Give the number of lines below with "jeans" in them, leaving out anything else.
____ Entries shown
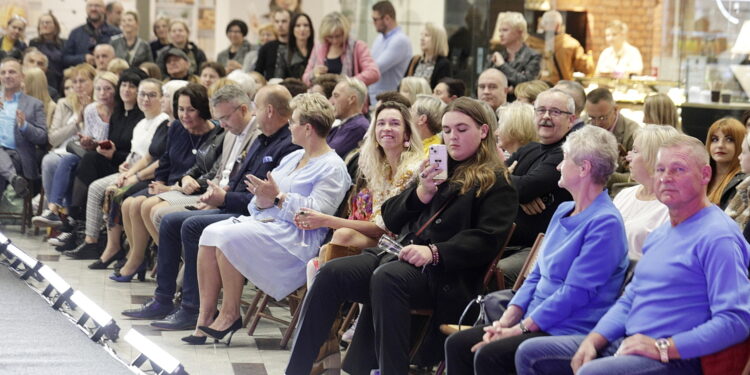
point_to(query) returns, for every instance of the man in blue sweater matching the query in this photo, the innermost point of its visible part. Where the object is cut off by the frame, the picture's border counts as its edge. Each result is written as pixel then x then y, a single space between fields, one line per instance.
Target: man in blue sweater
pixel 689 294
pixel 180 231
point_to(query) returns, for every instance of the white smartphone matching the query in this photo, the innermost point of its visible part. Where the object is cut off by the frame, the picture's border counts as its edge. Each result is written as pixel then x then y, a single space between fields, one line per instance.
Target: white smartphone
pixel 439 156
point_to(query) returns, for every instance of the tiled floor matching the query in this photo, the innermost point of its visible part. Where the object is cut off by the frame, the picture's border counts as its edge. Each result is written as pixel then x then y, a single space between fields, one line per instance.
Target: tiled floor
pixel 259 354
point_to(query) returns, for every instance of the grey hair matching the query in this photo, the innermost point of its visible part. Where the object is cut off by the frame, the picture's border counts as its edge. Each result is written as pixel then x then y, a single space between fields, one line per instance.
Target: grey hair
pixel 570 103
pixel 431 107
pixel 696 147
pixel 357 87
pixel 230 93
pixel 245 81
pixel 575 90
pixel 596 145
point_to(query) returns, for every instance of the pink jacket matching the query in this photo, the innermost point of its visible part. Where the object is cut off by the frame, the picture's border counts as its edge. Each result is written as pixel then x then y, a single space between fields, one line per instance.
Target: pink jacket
pixel 356 62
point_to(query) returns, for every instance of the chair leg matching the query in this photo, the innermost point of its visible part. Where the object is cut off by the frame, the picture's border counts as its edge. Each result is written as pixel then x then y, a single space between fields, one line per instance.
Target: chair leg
pixel 252 309
pixel 441 368
pixel 257 315
pixel 295 318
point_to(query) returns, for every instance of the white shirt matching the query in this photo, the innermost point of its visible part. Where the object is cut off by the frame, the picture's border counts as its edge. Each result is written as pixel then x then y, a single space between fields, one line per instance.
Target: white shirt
pixel 640 217
pixel 142 134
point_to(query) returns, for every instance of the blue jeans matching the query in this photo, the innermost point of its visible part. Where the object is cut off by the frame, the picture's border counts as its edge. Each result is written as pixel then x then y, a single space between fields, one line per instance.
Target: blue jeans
________
> Exercise response: 2